SOURCE EXTRACT
----------
Monday, February 25, 2008

Voting and Anti-Voting

While at NZIMA, I listened to Dominic Welsh's talks on Markov chains. It was a general talk, with a large chunk devoted to rapid mixing and applications. At some point he brought up the voter and anti-voter model, problems that I heard about a long time ago in the distant past, and that raised some questions in my mind.

The voter model can be expressed as follows. We have an undirected graph G, where each vertex has a label. For convenience, let's assume the labels are in {0,1}, although larger alphabets are possible. At each time step, a vertex x is chosen uniformly at random, and x chooses a neighbor y uniformly at random. Then x changes its label to match y's label. This is a Markov chain with absorbing states with all vertices having the same label. It's natural to ask things like what is the probability that you end up in the all 0/all 1 state from a given configuration.

If the graph is d-regular, and you start in a state with k 0's and n-k 1's, a simple argument gives that the probability of eventually being absorbed into the all 0 case is k/n. (Exercise Left To Reader.) Things seem to get more complicated for more general graphs. Here are some interesting questions that come to mind. Note: I don't know which are open and which aren't...
  1. Given a graph G and a starting configuration of labels, is there a polynomial time algorithm for computing the probability of being absorbed into the all 0 state? Or could a hardness result be proved? [My guess is there's a hardness result in there somewhere.]
  2. Given a star graph (one node in the center, connected to n-1 other vertices) and a starting configuration, what is the probability of being absorbed into the all 0 state (preferably in some natural closed form)? In particular, if you start with a 1 in the middle and a 0 everywhere else, what is this probability as a function of n? Notice that by symmetry here one can easily compute these values in polynomial time; the question is whether there are pleasant equations. [On some reflection, it's clear there will be nice equations; this is almost a birth-death chain with an added "phase" needed to track the center vertex. Exercise left to reader...]
  3. Similar questions to 1/2, but ask about the expected time/distribution of time until absorption.
Perhaps more interesting is the anti-voter model, which works just like the voter model, except that x changes its label to disagree with y's label. (Here the {0,1} alphabet is the most sensible.) Now we do not have absorbing states; we have a stationary distribution. But again one can ask similar questions:
  1. Given a graph G and a configuration of labels, is there a polynomial time algorithm for compute the stationary probability for that state?
  2. Are there natural families of graphs for which the stationary distribution for the anti-voting model has an easily expressible form? [d-regularity no longer seems to be enough...]
Obviously, one can argue about the importance of these questions, but I would just take the point of view that such easily expressible and seemingly natural questions about basic Markov chains are always interesting in their own right.

9 comments:

Anonymous said...
----------
EXTRACTED RECORDS
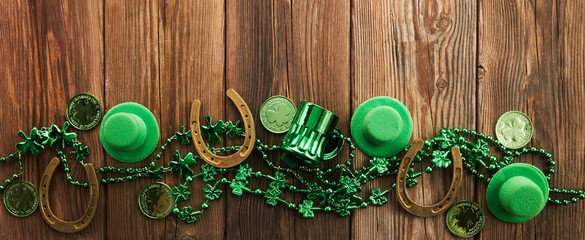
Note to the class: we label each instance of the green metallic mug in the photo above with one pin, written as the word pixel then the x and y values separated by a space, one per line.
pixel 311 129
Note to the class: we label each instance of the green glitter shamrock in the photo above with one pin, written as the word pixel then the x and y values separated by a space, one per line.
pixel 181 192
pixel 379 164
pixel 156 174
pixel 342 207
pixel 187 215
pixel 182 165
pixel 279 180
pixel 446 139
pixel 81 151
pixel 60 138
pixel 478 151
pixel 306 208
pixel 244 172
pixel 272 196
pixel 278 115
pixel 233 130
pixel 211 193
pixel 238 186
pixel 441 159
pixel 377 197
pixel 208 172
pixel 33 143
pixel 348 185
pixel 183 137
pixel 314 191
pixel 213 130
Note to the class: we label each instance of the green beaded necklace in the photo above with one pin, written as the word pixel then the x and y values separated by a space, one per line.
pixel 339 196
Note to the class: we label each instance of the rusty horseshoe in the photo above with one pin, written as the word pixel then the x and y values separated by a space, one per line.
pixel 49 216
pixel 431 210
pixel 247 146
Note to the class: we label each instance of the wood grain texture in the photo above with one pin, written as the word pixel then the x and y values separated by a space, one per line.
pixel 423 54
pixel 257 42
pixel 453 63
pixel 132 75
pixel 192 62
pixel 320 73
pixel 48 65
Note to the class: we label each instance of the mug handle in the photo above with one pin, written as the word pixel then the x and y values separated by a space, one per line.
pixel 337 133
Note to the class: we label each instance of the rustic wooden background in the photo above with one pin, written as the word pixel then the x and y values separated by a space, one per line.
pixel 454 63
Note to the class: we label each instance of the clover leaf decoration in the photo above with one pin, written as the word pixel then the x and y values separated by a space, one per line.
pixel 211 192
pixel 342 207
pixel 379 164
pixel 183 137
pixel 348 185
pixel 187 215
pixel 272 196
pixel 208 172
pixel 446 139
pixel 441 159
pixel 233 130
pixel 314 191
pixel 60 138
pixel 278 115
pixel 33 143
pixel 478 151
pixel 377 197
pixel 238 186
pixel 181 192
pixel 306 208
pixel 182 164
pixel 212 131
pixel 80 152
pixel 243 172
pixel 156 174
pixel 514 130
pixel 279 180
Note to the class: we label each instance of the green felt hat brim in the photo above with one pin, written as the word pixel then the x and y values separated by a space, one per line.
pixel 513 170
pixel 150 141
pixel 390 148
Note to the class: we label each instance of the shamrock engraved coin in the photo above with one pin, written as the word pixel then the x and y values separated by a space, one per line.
----------
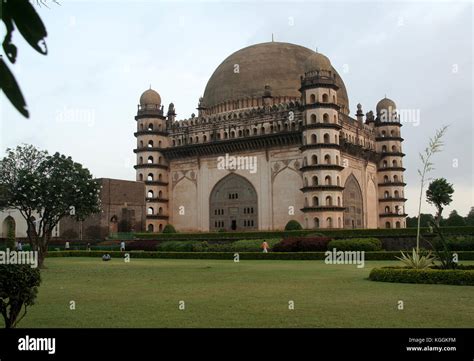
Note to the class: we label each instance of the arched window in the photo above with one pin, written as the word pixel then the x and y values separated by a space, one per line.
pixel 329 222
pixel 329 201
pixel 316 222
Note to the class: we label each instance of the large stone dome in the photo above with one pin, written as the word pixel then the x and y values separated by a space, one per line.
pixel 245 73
----------
REQUIREMENTS
• A. Recast the records starting at the line that contains "the green metallic" and ending at the line that contains "pixel 213 130" as a two-column CSV with the columns input and output. Give one row per record, put each value in a single quoted field, and turn line breaks into spaces.
• B. Continue the post on the voter and anti-voter models from the point where it stops.
The records are unrelated to the post on the voter and anti-voter models.

RESPONSES TO THE EXERCISE
• A.
input,output
"Note to the class: we label each instance of the green metallic mug in the photo above with one pin, written as the word pixel then the x and y values separated by a space, one per line.","pixel 311 129"
"Note to the class: we label each instance of the green glitter shamrock in the photo above with one pin, written as the word pixel then the x and y values separated by a space, one per line.","pixel 181 192 pixel 379 164 pixel 156 174 pixel 342 207 pixel 187 215 pixel 182 165 pixel 279 180 pixel 446 139 pixel 81 151 pixel 60 138 pixel 478 151 pixel 306 208 pixel 244 172 pixel 272 196 pixel 278 115 pixel 233 130 pixel 211 193 pixel 238 186 pixel 441 159 pixel 377 197 pixel 208 172 pixel 33 143 pixel 348 185 pixel 183 137 pixel 314 191 pixel 213 130"

• B.
the closest i know of such problems are in the "evolutionary dynamics on graphs" papers by martin nowak. basically, 0 = cooperators, 1 = defectors; you start with an initial configuration in a population, run the dynamics much like you proposed, and try to compute the "fixation probability."

see: http://www.fas.harvard.edu/~ped/people/faculty/all_publications.html

A simple rule for the evolution of cooperation on graphs and social networks.

Anonymous said...

I couldn't help but take a stab at this. For voter model question #2, it turns out that the probability of reaching the all zero state from the given initial state is always 1/2, regardless of the value of n. My solution is a bit of a mess, but I'd be happy to share the details if anyone is interested.

I agree with you, though. Nothing is more fun than easily stated, not so easily solved Markov chain problems.

Anonymous said...

Given a star graph with n+1 nodes (it makes the notation better with n+1), with the center node labelled 1 and k of the other nodes labelled 0, the probability of reaching the all-zero state is kn/(n^2+1). Also, if the center node is labelled 0 and k of the other nodes are labelled 0, the probability of reaching the all-zero state is (kn+1)/(n^2+1).

Method: Let (k,1) denote the state where the center node is labelled 1 and k of the other nodes are labelled 0. Similiarly denote (k,0). Let p_k denote the probability of reaching (n,0) from (k,0). Similarly, let q_k denote the probability of reaching (n,0) from (k,1). Note that p_n = 1 and q_0 = 0.

After establishing the relevant recurrences in the usual way, the key manipulation is to obtain the identity: p_k + q_{k+1} = q_k + p_{k+1} for all k. The rest follows.

Anonymous said...

Oops. I misinterpreted the model. I had each randomly selected vertex imposing its label on one of its neighbours instead of vice versa which I guess is more of a contagion model than a voter model.

The recurrences are different in this case, but the key observation (i.e.: p_k + q_{k+1} = q_k + p_{k+1}) somehow remains the same. The correct recurrences give p_k = (n+k)/(2n) and q_k = k/(2n) in a star graph with n+1 nodes, which agrees with Randy Cogill's result.

Anonymous said...

What is the recurrence that you are getting? I'm getting p_k = (n-k)/n*(p_{k+1} + 1/(n+1)*q_k)
and q_k = k/n*(q_{k-1}+1/(n+1)*p_k), so I can't see how you obtain p_k + q_{k+1} = q_k + p_{k+1}?

Anonymous said...

The recurrences I found are:

p_k = n/(n+1) p_{k+1} + 1/(n+1) q_k
q_k = n/(n+1) q_{k-1} + 1/(n+1) p_k

Anonymous said...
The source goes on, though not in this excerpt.